■ Aufgaben ■
1. Gib aus dem Text über Corona im Schalker Seniorenzentrum wortgetreu den Abschnitt aus, der mit den Worten „Gelsenkirchen-Schalke. Mit Sterben, Tod“ anfängt und mit „Zwei Pfarrerinnen helfen.“ aufhört.
2. Prüfe anhand des Textes über Corona im Schalker Seniorenzentrum, ob die folgenden Aussagen zutreffen. Antworte jeweils mit Ja oder Nein und zitiere die entscheidenden Worte wörtlich.
(a) Das Seniorenzentrum an der Grenzstraße hat 163 Plätze.
(b) In dem Haus arbeiten 345 Menschen.
(c) Die beiden Pfarrerinnen setzen darauf, über die Trauer zu reden.
3. Wie viele Menschen sind laut dem Text über Corona im Schalker Seniorenzentrum bislang in Gelsenkirchen an oder mit Covid-19 gestorben?
::: Vorliegender Text :::
Gelsenkirchen-Schalke. Mit Sterben, Tod und Trauer müssen Pflege-Profis in Gelsenkirchen umgehen. Doch Corona bringt sie an Belastungsgrenzen. Zwei Pfarrerinnen helfen.

345 Menschen sind bislang in Gelsenkirchen an oder mit Covid-19 gestorben. Viele von ihnen lebten zuvor in Altenheimen der Stadt. Auch im Awo-Haus in Schalke an der Grenzstraße. 163 Plätze hat das Seniorenzentrum, 170 Frauen und Männer arbeiten dort mit und für die alten Menschen – und das seit einem Jahr unter Pandemiebedingungen.

Sterben und Abschied nehmen gehört in ihrem Lebensalltag dazu. Doch was passiert, wenn Corona grassiert, das Virus in kurzer Zeit etliche Opfer fordert, wenn ein Haus mit Bewohnern, Angehörigen und Beschäftigten auch emotional im Ausnahmezustand ist?

Dann brauchen auch Pflegeprofis Hilfe, wie sie in dieser Situation zwei Pfarrerinnen boten. Ihr Ansatz: Über die Trauer reden, sie begreifbar machen.
::: Bereitgestellte Datensätze :::
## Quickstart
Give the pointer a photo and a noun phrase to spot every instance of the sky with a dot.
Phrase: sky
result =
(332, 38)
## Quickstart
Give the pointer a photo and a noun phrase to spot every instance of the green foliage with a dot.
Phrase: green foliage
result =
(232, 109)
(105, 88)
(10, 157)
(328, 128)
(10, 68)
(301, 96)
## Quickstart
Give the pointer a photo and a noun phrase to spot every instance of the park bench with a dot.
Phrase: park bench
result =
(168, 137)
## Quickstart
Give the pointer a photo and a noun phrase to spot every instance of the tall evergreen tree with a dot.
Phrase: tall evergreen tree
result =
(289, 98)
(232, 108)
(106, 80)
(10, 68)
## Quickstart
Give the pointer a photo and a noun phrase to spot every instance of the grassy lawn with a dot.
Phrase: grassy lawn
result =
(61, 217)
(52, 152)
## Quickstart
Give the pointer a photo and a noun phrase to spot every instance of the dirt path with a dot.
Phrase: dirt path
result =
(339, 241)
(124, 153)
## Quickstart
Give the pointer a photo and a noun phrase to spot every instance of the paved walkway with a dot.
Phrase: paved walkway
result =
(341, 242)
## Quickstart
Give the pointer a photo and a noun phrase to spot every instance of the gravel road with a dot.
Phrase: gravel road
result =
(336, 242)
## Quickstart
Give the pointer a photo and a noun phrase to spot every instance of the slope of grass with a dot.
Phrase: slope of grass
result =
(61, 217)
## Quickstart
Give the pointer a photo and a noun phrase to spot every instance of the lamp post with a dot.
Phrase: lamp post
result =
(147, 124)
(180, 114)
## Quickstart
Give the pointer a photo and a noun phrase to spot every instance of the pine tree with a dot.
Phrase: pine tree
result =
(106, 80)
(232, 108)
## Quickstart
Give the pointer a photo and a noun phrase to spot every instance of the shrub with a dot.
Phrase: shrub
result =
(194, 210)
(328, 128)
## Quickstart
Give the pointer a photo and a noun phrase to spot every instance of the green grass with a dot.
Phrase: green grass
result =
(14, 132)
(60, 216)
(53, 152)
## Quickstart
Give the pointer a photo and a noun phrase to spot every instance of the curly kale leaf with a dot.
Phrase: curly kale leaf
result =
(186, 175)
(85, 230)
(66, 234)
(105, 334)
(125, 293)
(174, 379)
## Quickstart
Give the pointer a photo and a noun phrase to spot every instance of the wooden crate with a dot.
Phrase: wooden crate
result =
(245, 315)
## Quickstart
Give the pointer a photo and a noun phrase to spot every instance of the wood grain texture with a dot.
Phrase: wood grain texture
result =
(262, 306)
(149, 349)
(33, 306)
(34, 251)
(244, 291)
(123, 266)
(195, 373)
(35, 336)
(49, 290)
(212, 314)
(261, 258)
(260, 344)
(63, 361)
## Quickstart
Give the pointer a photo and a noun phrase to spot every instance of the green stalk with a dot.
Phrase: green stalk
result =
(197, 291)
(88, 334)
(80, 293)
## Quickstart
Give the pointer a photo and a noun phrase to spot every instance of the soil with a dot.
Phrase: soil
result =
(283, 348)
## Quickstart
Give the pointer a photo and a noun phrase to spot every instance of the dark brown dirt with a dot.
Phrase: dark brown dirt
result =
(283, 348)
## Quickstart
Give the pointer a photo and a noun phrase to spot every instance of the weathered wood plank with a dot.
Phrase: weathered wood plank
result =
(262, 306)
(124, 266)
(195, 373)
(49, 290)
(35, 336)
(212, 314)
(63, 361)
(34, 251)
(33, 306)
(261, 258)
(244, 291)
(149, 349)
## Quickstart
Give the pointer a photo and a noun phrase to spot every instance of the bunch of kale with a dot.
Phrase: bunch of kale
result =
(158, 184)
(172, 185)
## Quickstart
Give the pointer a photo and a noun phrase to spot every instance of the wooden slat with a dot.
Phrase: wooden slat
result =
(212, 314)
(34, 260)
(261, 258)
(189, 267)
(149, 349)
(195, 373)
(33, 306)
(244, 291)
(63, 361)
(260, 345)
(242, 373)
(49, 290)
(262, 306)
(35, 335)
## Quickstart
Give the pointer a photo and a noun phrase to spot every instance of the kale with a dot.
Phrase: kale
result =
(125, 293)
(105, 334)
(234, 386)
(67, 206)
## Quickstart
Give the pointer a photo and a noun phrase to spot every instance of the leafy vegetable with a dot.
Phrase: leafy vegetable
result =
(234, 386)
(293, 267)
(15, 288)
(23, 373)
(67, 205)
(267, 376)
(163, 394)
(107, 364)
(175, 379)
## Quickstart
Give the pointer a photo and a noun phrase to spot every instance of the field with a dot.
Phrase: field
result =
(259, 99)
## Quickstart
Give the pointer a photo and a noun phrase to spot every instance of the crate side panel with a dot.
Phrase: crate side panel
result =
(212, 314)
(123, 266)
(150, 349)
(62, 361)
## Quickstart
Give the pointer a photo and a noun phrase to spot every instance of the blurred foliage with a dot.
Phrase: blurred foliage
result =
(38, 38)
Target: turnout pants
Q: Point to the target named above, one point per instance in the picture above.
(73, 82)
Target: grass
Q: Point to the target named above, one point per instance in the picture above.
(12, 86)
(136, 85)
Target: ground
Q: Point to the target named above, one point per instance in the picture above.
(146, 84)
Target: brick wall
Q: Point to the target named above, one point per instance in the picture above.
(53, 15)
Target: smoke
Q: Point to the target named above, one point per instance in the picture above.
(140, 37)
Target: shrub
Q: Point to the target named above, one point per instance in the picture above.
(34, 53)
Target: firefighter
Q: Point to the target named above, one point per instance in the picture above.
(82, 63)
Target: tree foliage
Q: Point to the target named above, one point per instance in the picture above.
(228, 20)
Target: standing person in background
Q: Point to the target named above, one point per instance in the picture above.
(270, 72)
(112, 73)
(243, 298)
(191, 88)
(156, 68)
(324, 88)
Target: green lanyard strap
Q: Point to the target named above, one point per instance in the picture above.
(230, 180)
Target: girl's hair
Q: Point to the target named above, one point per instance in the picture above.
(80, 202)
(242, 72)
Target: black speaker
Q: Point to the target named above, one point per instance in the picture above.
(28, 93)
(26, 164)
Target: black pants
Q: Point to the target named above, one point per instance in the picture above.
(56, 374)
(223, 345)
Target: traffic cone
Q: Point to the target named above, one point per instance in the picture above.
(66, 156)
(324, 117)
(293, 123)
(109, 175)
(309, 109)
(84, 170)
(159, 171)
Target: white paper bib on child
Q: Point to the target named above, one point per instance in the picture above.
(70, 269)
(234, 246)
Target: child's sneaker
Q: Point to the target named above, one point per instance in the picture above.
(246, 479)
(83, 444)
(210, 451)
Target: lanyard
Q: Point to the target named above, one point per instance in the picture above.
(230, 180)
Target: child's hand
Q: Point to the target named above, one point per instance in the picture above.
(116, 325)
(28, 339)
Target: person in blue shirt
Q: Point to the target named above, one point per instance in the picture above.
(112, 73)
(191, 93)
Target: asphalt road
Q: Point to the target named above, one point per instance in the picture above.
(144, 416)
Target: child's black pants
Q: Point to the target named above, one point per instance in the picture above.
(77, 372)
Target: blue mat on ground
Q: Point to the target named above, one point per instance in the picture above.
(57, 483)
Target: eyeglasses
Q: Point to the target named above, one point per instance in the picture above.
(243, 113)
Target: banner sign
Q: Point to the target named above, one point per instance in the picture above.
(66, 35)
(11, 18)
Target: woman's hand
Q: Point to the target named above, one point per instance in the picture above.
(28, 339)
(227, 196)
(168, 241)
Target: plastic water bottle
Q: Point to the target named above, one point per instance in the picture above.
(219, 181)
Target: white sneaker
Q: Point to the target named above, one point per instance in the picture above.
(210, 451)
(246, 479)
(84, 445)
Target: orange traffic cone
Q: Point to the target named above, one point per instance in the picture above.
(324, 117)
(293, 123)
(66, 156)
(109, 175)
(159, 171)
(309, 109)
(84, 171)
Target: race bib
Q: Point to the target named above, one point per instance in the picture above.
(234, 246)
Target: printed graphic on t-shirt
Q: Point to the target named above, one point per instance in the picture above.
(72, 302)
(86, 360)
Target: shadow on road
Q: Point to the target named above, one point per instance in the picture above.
:::
■ Lösungen ■
1.
Gelsenkirchen-Schalke. Mit Sterben, Tod und Trauer müssen Pflege-Profis in Gelsenkirchen umgehen. Doch Corona bringt sie an Belastungsgrenzen. Zwei Pfarrerinnen helfen.

2.
(a) Ja: „163 Plätze hat das Seniorenzentrum“
(b) Nein: „170 Frauen und Männer arbeiten dort mit und für die alten Menschen“
(c) Ja: „Über die Trauer reden, sie begreifbar machen.“

3. 345 Menschen.